Count the lines in the records below that contain the string "player", with case counting. Reply with the number alone.
^^^^^^^^
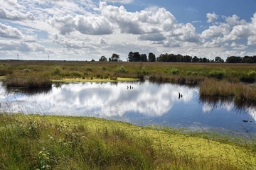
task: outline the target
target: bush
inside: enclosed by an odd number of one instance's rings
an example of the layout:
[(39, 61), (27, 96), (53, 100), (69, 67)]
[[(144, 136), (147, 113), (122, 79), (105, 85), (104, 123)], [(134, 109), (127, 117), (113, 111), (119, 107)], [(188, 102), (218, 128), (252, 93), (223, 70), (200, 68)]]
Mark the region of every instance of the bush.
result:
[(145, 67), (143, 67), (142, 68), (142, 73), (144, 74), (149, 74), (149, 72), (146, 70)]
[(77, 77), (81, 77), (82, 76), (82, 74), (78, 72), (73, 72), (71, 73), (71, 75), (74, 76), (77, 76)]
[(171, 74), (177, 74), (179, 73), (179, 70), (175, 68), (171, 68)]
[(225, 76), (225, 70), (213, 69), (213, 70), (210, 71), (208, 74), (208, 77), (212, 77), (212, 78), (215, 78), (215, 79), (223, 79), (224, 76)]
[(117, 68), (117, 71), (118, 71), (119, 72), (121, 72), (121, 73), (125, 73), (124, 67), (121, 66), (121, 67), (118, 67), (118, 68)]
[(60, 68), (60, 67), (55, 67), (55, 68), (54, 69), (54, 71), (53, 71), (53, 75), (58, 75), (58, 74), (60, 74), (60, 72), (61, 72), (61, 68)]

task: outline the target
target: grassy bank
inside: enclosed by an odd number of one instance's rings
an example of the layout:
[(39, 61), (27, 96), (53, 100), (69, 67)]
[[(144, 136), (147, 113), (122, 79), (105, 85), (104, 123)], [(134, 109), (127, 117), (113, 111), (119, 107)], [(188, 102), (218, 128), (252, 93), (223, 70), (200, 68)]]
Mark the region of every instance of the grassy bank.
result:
^^^^^^^^
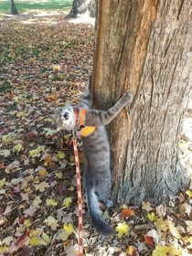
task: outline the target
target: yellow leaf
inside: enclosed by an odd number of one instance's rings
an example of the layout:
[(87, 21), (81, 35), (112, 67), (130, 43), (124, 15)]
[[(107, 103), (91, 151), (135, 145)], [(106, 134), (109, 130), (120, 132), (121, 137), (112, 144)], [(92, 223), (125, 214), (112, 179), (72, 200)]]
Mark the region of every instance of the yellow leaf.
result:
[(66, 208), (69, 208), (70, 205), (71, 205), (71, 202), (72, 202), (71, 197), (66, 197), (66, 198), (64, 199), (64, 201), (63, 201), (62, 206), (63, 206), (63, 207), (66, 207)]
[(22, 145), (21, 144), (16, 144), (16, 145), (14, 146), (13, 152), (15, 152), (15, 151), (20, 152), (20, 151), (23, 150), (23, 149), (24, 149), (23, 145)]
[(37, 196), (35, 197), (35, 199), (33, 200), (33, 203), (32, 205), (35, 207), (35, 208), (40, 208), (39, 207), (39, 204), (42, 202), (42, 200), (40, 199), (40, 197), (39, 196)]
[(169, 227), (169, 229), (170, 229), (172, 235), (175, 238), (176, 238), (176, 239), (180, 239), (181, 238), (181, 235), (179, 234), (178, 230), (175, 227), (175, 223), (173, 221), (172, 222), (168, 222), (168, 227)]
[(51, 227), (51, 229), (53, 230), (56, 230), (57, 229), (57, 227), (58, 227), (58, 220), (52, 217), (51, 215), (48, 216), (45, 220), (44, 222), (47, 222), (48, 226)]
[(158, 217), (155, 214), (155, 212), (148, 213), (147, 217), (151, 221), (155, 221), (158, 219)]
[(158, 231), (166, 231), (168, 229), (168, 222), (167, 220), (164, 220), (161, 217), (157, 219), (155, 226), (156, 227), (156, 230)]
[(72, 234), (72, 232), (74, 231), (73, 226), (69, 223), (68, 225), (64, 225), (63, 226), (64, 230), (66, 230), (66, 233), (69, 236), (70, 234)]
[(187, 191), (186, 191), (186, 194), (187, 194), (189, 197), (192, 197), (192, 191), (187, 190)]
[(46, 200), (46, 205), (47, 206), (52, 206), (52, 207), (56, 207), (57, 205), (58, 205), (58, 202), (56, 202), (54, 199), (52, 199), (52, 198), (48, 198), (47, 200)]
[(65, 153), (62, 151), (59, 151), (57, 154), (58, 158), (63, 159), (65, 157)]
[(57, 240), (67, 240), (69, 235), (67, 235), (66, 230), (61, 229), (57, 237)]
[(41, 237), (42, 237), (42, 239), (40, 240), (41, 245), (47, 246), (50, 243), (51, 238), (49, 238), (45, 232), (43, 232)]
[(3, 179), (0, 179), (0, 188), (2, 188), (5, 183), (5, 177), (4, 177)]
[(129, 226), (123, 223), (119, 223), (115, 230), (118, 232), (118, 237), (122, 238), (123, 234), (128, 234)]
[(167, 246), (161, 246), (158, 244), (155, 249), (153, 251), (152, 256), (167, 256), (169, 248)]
^^^^^^^^
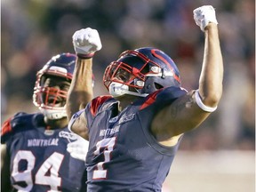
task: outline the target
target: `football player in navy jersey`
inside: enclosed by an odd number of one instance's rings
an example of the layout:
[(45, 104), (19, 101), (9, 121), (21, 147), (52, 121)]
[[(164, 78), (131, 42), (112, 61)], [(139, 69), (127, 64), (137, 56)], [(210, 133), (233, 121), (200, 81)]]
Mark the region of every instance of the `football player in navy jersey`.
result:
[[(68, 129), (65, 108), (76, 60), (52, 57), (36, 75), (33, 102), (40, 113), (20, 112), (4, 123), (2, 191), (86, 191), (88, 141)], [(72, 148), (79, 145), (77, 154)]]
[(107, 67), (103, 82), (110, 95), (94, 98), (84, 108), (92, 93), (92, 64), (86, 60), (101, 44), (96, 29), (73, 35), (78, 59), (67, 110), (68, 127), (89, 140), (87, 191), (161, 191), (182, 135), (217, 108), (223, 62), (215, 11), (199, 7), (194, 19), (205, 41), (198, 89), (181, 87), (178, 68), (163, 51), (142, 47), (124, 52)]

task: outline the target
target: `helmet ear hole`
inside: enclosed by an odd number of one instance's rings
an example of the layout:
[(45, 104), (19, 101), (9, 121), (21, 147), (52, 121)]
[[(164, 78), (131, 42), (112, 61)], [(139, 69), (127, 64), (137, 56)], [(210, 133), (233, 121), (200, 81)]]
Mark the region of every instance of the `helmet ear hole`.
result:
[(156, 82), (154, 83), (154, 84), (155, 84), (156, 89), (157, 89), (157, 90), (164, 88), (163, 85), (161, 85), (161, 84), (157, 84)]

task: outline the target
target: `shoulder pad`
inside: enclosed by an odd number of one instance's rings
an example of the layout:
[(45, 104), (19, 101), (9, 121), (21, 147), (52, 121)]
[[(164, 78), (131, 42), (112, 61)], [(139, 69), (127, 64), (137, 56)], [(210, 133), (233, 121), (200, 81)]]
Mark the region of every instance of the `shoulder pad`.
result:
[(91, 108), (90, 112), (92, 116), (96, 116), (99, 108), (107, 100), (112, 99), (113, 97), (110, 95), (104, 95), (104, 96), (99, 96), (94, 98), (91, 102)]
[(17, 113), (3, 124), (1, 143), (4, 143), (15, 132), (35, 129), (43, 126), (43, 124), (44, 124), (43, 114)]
^^^^^^^^
## Answer for the task
2